■ QUÉ HARÁS
1. En la crónica sobre Kampala, ¿por qué calle dice seguir caminando quien narra al final?
2. Escribe la continuación de la crónica sobre Kampala a partir de su última oración.

■ FRAGMENTO
........

Sí, lo dice así en inglés. Suena extraño, pero yo puedo decir mucho. Yo vengo de vacaciones.
Marx, en un pasaje muy citado, reflexiona sobre todo lo que produce el crimen: leyes, abogados, profesores, cárceles… toda una economía que se elabora en torno a ese quiebre de un supuesto funcionamiento ideal. Aquí en Uganda (como en muchos otros lados) la pobreza y aquello que todavía llamamos subdesarrollo produce una economía comparable: proyectos, organizaciones no gubernamentales, personas que trabajan para esas organizaciones, personas que vienen por periodos breves a ayudar a las personas que trabajan para dichas organizaciones, congresos, simposios, encuentros para arreglar los males de estos países. Lo sé, pareciera haber un dejo de cinismo en mis palabras, pero desde quiere afirmar que lejos de mi tal intención: lo que hay es una sorpresa tardía, una ingenuidad recuperada. No tengo ninguna solución mejor que sea inmediata. En Kampala está repleto de ONGs. Bueno, al país le ha tocado duro. Los ingleses, para variar, lo dejaron mal o peor, los gobiernos independientes hasta el último alcanzaron niveles de brutalidad que quizá comente en otra crónica (¿alguien recuerda a Amin?), y el de ahora Museveni, que en sus inicios fue loado como el revolucionario y demócrata, pareciera haber devenido en algo menos grandioso, luego de su cuarto triunfo y de, como me decía un taxista, creer que sin él se acaban las sonrisas (no sé lo suficiente para juzgar el gobierno de Museveni, pero arrestar al líder de la oposición durante las semanas previas a la elección-las del 2006-no es algo que pinte muy bien. Pero estaba hablando de las ONGs y de Kampala, una ciudad verde sin ser fantasiosa y con las calles lustrosas a pesar de la contaminación, montada sobre siete colinas (OK, ya no son siete, pero en algún momento lo fueron). Y con la melodía de Dylan, sigo caminando por Kampala Road.

........

■ MATERIAL
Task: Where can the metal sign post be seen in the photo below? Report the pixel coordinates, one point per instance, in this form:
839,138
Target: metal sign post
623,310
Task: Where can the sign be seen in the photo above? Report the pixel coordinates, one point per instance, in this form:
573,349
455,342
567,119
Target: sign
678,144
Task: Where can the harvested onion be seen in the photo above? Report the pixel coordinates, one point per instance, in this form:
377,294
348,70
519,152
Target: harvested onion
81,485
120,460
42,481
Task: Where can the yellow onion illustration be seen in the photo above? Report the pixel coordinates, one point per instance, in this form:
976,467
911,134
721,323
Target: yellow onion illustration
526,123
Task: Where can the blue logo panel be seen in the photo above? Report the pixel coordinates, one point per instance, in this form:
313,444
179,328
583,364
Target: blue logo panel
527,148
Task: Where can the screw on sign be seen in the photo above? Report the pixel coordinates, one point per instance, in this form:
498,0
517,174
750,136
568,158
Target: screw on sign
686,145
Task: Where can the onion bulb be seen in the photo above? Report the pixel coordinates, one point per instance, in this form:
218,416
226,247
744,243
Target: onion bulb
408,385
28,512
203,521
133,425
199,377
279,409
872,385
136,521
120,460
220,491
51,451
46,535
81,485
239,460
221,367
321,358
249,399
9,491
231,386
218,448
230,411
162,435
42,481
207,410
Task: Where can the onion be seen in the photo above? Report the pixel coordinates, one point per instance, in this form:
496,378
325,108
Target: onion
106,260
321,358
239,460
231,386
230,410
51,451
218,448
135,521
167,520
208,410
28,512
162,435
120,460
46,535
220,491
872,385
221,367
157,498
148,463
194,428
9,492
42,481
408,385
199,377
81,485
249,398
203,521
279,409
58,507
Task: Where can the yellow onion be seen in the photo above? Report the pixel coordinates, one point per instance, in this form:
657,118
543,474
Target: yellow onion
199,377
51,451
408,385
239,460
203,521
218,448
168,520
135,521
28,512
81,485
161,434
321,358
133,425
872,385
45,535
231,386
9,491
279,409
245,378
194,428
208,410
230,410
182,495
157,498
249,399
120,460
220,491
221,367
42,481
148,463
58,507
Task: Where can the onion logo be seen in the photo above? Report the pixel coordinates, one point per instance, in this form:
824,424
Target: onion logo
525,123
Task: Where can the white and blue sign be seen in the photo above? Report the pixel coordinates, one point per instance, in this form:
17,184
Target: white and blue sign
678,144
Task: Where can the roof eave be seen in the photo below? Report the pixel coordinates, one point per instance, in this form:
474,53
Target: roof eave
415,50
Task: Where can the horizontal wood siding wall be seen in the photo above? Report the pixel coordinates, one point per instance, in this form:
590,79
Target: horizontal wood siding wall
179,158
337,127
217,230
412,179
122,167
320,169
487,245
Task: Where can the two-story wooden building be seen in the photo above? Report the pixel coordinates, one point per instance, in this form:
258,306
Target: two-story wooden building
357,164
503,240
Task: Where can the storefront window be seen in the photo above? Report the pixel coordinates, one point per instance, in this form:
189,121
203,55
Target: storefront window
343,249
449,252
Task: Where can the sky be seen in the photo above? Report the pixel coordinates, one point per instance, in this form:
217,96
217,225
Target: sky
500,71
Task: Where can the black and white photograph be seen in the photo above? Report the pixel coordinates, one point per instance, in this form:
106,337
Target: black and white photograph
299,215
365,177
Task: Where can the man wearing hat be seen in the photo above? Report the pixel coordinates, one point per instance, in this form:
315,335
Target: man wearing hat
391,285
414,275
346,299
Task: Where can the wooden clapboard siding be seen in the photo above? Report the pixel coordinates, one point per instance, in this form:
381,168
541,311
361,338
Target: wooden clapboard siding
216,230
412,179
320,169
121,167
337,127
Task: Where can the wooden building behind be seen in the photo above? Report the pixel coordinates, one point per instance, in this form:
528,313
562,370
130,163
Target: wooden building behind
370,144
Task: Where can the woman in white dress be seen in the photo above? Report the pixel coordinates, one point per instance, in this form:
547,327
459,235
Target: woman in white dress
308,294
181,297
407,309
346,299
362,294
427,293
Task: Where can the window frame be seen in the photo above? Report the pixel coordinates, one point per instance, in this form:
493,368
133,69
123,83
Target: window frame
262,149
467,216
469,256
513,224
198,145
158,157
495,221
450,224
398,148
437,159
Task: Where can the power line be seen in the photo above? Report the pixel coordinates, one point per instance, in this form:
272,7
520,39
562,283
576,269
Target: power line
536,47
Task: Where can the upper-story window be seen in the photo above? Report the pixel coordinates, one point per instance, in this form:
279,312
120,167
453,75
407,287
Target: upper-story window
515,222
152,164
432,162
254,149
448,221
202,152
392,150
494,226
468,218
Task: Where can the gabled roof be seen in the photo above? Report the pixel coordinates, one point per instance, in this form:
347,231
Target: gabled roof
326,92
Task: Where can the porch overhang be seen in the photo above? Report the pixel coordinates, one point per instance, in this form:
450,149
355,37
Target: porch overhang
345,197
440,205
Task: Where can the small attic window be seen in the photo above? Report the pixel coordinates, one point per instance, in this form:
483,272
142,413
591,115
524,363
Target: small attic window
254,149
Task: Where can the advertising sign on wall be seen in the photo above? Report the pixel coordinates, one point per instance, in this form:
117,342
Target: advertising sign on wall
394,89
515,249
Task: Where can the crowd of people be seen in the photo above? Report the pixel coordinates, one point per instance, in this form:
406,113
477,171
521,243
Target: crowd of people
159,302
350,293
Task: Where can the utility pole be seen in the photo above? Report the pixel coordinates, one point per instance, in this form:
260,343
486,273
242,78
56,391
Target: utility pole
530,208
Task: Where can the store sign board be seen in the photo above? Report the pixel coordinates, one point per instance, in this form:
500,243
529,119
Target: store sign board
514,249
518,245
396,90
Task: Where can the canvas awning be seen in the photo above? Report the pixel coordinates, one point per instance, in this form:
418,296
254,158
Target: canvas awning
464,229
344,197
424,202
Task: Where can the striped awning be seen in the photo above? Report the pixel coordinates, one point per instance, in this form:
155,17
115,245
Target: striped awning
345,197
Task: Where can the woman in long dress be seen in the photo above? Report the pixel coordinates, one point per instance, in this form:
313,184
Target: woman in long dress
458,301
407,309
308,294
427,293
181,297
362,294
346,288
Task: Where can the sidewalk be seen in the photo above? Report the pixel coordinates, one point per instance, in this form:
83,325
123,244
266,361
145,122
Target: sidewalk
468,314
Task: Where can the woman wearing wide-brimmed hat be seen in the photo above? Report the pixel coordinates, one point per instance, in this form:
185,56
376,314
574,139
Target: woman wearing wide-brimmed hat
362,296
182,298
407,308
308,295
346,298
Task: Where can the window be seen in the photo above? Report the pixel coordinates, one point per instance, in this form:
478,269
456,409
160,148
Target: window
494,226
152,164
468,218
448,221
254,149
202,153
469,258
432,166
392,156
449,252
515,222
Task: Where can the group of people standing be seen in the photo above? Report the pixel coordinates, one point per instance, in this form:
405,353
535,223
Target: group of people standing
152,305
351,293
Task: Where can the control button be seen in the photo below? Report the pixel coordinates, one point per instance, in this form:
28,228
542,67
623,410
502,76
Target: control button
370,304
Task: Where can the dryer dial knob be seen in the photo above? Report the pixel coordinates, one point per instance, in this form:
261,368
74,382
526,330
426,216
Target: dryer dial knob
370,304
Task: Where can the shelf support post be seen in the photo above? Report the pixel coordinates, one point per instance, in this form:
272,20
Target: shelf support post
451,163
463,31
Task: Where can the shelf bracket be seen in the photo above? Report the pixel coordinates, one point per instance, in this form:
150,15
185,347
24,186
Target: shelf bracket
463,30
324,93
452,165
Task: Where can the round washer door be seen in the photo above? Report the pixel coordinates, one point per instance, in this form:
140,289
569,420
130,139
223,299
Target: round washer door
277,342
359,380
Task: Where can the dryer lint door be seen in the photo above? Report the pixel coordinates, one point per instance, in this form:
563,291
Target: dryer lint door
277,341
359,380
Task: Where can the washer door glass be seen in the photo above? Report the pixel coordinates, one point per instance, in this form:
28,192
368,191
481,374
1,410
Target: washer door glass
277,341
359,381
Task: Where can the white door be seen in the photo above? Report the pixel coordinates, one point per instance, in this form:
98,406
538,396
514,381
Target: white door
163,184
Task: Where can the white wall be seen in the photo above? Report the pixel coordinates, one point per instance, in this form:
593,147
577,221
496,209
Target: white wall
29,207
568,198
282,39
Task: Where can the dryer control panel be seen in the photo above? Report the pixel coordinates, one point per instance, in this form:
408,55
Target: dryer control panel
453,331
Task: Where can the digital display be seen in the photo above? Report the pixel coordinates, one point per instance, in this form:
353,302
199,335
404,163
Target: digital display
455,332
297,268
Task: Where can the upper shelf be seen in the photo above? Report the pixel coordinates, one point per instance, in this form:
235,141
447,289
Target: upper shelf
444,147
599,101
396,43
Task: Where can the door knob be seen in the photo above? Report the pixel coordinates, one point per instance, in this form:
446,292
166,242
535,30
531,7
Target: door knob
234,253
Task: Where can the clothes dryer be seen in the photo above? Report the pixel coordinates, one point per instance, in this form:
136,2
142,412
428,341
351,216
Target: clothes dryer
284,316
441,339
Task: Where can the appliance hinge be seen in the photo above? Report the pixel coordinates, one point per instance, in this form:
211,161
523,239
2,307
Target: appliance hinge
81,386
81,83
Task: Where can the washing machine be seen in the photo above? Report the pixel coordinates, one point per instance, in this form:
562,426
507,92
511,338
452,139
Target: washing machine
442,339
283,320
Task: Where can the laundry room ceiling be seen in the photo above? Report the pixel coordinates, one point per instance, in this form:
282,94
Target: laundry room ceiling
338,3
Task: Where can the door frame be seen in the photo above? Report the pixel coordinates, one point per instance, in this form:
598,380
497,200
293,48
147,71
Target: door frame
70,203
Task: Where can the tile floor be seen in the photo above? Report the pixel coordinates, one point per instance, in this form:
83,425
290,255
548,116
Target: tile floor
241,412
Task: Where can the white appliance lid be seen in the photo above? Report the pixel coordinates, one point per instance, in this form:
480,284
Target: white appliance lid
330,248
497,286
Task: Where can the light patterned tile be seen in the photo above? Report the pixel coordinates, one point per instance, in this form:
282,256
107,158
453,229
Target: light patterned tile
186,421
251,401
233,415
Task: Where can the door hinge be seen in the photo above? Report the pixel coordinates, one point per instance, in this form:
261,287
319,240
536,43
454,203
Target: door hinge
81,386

........

■ RESULTADOS
1. Por Kampala Road.

2.
Las sonrisas de la gente. En sus bora-bora, motocicletas que sirven de taxi y que llevan, en otras ocasiones, cargas inverosímiles. Camiones que llevan sonrisas y el verdor que estalla frente a mis ojos. La gente se queja de la corrupción y ríe. Habla de periodos duros y vuelve a reír. Recuerdo a una novia que trabajaba para estos avatares, salvando el mundo en América Latina y en África. Recuerdo nuestras peleas, discusiones absurdas que, claro está, ocultaban otras ansiedades que no vienen al caso discutir aquí. El taxi se detiene en una rotonda y una niña se acerca y pide dinero. Niego con la cabeza. Ella insiste. Vuelvo a negarme. Si vas a dar dinero, mejor darlo para algo que funcione y que tenga algún resultado que impacte, aunque sea poco, la estructura—dicen. O sea, haz una caridad que sirva. Yo le decía a mi ex que eso era más de lo mismo: mantener la pobreza. Ahora no sé. No tengo idea. Mucho de lo que se ve es gracias a donaciones: la carretera al oeste con dinero yugoslavo, el hospital más grande del país es un ‘regalo’ de los ingleses al irse a comienzos de los sesenta, los colegios de alemanes, austríacos y belgas abundan. ¿Hay almuerzo gratis? Cuando terminamos, mi novia estaba trabajando en Guatemala en un proyecto de agua y agricultura sustentable en comunidades pobres. Yo la llamé y le dije que me iba, que tiraba la toalla. No sé hasta cuánto habrá tenido que ver su trabajo o Don Francisco. El mundo hay que cambiarlo y cada uno lo intenta como puede. O no. Kampala Road ronca en la noche de viernes que se avecina.
Regreso a mi hotel desde donde se ve el Lago Victoria. Mañana parto al oeste, dejando a Kampala y sus ONGs y a mi propio pasado que no puede ser otra cosa que presente. En Chile hay elecciones este fin de semana y Dylan sigue cantando; most of the time.